Problem description:
Reproduce exactly the final portion of the data: every line from the one containing "of the thin" through the last line, inclusive.

Given entries:
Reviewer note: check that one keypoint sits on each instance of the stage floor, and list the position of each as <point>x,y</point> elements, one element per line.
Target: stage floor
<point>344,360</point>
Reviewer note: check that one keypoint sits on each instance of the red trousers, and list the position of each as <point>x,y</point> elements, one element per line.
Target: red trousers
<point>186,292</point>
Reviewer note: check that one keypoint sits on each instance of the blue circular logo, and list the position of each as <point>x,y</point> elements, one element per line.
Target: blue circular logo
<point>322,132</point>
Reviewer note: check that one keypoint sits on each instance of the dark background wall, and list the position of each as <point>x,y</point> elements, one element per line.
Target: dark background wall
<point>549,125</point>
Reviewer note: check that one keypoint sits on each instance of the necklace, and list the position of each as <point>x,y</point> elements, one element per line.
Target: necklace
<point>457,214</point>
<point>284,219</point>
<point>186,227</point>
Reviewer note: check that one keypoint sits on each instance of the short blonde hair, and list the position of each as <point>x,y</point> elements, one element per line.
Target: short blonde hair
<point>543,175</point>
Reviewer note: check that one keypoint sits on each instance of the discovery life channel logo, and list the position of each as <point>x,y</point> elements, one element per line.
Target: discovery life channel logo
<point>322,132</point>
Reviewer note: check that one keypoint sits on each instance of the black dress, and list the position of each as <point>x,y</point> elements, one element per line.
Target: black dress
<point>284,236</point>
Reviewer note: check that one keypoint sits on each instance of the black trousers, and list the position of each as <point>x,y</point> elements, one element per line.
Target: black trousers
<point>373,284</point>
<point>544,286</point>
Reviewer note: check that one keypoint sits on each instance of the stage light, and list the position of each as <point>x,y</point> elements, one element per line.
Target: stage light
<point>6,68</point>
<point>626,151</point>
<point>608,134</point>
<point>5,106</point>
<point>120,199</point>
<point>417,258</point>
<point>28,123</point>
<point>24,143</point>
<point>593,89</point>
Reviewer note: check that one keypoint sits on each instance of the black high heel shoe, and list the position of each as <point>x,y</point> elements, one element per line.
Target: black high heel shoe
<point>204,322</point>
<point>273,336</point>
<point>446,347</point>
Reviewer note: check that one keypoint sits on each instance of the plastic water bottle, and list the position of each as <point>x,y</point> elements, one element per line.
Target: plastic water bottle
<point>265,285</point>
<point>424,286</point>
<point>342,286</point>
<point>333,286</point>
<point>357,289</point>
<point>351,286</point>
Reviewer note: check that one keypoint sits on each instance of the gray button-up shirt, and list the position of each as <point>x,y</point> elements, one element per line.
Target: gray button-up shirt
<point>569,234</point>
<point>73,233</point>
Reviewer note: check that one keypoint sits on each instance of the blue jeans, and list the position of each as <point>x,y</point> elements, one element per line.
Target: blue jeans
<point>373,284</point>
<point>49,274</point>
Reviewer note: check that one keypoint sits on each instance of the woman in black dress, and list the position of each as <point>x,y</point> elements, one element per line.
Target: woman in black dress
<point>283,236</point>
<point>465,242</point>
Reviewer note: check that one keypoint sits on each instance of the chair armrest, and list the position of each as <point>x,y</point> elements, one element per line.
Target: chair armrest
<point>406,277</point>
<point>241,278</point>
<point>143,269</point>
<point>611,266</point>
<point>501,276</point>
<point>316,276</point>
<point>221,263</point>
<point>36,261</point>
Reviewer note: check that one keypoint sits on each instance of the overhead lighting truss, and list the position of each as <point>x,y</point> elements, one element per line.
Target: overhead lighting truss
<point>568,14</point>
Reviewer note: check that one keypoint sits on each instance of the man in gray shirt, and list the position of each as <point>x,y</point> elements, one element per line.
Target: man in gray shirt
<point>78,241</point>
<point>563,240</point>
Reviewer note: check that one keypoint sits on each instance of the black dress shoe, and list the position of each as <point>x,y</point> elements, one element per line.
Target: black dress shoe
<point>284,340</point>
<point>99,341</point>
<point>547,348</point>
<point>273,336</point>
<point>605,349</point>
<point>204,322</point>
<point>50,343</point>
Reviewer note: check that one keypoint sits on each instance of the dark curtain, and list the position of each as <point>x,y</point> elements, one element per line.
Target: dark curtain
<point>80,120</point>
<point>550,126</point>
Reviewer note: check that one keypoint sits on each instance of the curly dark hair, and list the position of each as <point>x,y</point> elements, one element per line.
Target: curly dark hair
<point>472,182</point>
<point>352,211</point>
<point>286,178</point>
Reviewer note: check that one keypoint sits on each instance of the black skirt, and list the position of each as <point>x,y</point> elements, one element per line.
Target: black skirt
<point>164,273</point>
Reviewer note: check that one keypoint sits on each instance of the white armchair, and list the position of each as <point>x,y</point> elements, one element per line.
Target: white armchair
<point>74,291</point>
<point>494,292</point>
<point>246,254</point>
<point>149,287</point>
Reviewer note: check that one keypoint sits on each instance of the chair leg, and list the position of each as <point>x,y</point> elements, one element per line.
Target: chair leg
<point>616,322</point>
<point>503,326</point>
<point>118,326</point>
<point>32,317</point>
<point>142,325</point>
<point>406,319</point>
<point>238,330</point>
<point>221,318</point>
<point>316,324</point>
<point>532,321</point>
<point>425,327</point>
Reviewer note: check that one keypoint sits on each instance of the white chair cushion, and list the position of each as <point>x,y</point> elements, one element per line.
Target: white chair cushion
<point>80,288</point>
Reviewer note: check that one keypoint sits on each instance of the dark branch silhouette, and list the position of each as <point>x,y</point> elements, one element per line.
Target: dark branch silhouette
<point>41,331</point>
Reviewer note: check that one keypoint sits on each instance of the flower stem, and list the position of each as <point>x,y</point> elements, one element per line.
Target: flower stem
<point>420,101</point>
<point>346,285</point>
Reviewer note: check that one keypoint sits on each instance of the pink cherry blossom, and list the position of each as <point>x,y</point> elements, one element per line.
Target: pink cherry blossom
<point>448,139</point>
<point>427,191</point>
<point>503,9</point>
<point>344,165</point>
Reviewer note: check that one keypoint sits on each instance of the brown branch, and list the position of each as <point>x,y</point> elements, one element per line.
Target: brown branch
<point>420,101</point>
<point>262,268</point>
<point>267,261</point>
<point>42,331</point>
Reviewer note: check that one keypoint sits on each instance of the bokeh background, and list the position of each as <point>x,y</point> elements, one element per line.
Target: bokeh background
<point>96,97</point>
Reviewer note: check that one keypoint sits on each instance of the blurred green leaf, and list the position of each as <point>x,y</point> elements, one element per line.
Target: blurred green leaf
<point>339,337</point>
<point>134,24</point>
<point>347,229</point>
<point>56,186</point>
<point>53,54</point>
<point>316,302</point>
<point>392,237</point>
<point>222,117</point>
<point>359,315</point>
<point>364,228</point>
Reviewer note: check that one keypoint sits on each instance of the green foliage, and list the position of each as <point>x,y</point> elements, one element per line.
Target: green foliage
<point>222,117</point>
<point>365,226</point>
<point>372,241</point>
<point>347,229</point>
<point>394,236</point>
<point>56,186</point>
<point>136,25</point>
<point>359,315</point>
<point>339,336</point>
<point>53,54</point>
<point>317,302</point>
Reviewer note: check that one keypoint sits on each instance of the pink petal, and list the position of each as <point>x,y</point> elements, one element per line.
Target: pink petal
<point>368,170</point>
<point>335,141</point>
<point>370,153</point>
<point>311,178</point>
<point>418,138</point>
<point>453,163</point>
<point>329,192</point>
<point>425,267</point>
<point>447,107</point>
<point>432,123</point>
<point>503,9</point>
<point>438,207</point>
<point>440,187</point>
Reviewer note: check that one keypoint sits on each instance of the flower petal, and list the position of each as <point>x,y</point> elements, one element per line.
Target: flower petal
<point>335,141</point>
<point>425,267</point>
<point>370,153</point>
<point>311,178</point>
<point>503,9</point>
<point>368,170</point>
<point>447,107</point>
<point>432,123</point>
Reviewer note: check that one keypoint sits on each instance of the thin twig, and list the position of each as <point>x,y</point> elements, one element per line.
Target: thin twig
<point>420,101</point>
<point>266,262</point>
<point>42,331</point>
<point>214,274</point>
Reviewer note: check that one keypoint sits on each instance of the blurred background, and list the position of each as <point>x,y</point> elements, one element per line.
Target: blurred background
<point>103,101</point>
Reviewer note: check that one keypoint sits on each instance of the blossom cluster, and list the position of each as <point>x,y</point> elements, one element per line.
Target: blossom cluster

Exercise answer:
Reviewer note: check that one keypoint sits on each instance of the thin twig, and list the position of each as <point>x,y</point> elements, one element per line.
Target: thin twig
<point>420,101</point>
<point>266,262</point>
<point>42,331</point>
<point>214,274</point>
Reviewer note: check that one keypoint sits on each instance of the blurred background, and list the position of each as <point>x,y</point> elements, one element per line.
Target: blurred background
<point>103,101</point>
Reviewer note: check that one keypoint sits on each instance of the blossom cluster, and list the position of each as <point>x,y</point> elements, one element per line.
Target: blossom cluster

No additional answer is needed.